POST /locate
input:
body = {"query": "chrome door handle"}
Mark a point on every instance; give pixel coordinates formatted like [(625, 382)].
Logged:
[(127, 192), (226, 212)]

-- WHAT THE EXERCISE ASKS --
Can you reproduce the material above verbatim, line for line?

-- ANSWER BELOW --
POST /locate
input:
body = {"query": "chrome door handle"}
Mark a point on every instance; give pixel coordinates formatted like [(625, 382)].
Logged:
[(127, 192), (226, 212)]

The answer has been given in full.